Data records
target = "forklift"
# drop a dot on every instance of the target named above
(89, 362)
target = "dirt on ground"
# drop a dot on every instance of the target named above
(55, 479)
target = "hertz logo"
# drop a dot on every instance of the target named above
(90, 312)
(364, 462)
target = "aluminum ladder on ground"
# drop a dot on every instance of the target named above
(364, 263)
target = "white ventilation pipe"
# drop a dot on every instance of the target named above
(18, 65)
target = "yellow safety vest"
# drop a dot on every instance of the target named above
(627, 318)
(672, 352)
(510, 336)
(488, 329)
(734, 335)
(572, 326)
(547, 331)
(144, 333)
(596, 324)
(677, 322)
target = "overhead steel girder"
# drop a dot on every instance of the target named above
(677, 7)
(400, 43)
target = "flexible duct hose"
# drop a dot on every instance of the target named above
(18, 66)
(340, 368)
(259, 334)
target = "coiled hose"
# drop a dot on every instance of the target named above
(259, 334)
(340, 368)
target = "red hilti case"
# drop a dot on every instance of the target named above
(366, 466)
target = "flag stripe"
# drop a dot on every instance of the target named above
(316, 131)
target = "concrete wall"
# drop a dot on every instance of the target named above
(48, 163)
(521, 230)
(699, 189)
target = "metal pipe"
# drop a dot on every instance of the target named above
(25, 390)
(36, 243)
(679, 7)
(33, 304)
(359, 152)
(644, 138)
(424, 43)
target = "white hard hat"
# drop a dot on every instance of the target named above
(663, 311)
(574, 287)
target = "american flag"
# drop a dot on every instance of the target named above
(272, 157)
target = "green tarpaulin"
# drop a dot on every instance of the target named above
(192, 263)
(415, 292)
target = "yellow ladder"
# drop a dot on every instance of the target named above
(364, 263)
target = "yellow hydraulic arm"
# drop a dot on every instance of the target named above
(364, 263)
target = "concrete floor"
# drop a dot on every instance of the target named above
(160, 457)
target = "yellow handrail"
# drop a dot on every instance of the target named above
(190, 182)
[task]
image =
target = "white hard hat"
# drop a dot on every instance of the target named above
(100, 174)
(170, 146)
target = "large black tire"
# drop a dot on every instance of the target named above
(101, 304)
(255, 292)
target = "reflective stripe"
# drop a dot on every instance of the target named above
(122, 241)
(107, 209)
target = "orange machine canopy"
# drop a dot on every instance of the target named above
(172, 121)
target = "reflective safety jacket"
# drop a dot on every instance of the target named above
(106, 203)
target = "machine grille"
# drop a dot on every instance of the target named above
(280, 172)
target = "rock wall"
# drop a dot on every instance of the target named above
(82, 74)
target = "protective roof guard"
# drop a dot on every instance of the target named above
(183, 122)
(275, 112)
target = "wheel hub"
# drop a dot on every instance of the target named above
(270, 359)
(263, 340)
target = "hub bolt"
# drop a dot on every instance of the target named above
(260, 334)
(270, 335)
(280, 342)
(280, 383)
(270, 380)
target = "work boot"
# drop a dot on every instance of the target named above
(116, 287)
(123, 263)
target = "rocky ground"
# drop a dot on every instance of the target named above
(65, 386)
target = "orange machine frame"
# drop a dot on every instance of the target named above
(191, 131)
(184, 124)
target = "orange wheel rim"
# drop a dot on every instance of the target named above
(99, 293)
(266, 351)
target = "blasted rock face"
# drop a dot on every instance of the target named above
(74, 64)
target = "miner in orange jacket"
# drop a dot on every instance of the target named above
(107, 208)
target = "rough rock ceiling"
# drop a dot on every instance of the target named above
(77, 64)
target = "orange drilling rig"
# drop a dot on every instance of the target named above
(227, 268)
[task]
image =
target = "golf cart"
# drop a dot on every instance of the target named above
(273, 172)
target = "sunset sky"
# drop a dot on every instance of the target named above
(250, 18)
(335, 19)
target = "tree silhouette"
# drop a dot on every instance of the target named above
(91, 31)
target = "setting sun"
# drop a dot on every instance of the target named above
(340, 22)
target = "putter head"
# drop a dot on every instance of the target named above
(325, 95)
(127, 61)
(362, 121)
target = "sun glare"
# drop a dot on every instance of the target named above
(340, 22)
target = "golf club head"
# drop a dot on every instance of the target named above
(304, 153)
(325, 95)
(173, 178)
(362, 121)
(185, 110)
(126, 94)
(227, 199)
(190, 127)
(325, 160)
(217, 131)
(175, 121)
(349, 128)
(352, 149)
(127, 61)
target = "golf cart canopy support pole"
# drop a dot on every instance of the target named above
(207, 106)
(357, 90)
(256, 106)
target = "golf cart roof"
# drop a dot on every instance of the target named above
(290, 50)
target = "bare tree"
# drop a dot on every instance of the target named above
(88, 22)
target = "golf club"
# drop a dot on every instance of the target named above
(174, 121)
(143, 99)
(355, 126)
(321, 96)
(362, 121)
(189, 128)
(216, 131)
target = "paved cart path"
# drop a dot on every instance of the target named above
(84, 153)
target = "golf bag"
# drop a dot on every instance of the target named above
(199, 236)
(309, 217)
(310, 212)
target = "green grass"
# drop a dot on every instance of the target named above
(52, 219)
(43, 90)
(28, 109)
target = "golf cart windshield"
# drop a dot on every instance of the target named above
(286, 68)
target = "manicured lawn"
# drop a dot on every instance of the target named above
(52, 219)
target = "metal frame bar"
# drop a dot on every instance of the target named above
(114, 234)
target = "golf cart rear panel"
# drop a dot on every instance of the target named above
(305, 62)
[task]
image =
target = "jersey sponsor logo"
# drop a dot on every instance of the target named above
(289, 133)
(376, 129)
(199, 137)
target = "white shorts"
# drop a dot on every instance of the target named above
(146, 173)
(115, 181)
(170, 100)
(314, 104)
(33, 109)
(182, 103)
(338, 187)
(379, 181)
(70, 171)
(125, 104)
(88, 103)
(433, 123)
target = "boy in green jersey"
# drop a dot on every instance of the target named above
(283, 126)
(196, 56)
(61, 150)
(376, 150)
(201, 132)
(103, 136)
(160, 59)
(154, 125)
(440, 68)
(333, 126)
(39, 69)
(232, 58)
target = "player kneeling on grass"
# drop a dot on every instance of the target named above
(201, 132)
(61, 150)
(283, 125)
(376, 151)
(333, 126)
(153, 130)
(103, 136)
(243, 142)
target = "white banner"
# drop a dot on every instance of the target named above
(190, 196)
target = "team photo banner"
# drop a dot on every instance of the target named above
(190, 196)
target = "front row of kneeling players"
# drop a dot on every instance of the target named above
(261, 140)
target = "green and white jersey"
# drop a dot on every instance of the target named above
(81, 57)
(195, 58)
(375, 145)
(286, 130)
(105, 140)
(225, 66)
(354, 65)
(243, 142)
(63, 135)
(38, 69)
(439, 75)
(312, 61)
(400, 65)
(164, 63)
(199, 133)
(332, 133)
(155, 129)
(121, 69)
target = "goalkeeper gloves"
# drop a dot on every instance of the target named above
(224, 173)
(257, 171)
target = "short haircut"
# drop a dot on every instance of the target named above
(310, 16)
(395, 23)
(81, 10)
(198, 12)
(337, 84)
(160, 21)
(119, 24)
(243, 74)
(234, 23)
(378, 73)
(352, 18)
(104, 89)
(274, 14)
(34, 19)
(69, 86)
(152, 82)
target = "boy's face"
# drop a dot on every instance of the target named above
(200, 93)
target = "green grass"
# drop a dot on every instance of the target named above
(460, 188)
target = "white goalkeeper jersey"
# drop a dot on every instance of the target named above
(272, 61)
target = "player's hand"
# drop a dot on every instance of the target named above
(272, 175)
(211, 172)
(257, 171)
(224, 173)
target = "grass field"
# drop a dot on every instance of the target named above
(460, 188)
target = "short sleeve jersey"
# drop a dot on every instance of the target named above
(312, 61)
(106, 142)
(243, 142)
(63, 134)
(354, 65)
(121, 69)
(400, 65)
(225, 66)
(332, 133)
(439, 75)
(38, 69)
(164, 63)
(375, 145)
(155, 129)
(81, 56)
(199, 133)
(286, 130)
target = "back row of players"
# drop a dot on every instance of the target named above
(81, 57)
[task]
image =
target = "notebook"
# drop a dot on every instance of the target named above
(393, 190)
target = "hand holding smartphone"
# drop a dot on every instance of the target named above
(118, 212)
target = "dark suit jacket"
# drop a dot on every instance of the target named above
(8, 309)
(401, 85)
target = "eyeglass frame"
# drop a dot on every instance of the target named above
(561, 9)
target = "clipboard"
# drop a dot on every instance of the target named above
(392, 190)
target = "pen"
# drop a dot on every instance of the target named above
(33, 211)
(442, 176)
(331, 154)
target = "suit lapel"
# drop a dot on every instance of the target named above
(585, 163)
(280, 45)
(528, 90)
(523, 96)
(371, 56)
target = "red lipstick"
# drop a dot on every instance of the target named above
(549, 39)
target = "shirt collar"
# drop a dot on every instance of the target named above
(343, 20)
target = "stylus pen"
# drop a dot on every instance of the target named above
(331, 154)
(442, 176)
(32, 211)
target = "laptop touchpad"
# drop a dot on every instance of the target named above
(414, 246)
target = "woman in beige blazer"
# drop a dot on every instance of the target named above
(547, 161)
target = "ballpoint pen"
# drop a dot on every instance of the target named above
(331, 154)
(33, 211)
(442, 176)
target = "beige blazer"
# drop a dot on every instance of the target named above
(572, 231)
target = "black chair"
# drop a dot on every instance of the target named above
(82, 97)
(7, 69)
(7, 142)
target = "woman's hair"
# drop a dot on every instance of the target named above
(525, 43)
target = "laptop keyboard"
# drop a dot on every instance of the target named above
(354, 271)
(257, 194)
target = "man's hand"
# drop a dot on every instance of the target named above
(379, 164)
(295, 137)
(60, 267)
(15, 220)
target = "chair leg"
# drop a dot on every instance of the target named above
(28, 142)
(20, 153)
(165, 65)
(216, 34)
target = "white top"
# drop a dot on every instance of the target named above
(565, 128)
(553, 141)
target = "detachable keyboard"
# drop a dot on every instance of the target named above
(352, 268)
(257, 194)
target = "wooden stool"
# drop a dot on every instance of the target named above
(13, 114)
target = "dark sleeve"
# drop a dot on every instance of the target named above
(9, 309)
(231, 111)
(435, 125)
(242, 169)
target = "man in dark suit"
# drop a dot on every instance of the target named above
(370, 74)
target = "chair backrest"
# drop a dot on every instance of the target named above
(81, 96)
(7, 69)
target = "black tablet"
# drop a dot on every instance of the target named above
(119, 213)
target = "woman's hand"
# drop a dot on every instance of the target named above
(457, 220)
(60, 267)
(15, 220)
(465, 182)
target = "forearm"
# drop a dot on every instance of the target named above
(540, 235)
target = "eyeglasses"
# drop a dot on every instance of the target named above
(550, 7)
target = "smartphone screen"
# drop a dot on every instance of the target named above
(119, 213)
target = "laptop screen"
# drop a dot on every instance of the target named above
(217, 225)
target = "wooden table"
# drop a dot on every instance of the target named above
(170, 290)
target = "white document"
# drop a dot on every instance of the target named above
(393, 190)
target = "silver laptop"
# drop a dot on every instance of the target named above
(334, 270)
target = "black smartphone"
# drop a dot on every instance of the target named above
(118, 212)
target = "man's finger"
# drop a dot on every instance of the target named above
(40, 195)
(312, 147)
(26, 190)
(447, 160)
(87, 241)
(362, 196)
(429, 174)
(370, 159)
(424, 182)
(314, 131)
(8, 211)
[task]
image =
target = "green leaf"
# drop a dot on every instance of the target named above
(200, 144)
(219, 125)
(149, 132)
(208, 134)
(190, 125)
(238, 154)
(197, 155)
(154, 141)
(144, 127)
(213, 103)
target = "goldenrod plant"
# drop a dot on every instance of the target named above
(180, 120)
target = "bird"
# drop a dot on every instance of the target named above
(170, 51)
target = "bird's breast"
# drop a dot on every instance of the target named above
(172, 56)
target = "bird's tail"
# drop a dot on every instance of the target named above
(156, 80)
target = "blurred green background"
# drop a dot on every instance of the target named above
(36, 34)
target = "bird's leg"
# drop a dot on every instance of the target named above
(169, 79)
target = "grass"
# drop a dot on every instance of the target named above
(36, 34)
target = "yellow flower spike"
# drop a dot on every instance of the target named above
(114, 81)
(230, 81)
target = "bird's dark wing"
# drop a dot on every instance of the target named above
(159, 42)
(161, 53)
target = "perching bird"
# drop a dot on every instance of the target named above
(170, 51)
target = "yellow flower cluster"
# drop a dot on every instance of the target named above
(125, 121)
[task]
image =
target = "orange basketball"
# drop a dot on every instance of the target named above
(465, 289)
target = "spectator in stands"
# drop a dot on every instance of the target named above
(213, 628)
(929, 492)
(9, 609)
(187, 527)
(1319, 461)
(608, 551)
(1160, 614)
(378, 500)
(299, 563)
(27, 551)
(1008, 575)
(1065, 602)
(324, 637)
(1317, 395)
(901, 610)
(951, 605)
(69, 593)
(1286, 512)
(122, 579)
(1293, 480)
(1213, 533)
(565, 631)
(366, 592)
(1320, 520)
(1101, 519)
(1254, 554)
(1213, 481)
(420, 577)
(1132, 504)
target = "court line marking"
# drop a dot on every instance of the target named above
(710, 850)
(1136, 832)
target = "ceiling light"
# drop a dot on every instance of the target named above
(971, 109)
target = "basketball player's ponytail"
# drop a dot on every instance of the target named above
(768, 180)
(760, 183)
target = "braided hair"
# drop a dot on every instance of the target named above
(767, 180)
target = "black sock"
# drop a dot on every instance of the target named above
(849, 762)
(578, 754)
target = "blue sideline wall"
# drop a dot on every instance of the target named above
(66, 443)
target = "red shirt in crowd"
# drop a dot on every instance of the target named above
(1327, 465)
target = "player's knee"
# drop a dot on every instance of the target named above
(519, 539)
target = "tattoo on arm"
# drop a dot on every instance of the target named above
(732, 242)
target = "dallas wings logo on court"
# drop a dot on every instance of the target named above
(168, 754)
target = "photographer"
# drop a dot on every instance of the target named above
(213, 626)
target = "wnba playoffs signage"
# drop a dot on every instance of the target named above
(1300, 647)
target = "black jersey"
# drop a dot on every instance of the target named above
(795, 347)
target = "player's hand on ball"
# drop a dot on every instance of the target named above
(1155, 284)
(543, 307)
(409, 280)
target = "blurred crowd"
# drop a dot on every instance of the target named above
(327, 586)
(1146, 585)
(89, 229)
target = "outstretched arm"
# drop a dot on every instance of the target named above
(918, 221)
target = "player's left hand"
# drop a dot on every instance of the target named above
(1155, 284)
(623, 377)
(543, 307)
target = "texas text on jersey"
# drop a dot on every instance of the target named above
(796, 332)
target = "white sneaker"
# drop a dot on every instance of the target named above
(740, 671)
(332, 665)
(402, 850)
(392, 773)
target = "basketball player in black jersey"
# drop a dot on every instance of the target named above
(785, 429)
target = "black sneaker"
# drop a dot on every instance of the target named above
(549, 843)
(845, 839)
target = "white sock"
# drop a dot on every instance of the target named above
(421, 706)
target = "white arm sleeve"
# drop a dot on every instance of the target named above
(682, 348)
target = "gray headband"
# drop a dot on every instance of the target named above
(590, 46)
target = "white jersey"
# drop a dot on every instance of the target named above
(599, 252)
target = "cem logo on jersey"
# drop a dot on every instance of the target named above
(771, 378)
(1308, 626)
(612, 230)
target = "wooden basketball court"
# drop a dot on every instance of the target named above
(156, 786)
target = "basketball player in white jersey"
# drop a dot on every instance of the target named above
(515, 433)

_Job_
What needs duplicating is the run of lines from the one containing "player in white" through the last line of the entries above, exact and complete.

_Solved exercise_
target = "basketball player in white jersey"
# drop a dot on every instance of the target named above
(515, 433)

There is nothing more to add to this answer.